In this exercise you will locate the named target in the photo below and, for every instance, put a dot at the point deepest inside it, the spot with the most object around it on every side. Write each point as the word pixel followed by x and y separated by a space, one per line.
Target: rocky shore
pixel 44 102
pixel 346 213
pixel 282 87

================

» **Objetivo de la tarea**
Reproduce palabra por palabra todas las líneas de los ítems de arriba.

» **Solución del problema**
In this exercise you will locate the named target in the photo below and, for every instance, put a dot at the point deepest inside it, the spot with the most object around it on every side. Write each point as the word pixel followed by x and y separated by a space, one per line.
Target: rocky shore
pixel 44 102
pixel 346 213
pixel 282 87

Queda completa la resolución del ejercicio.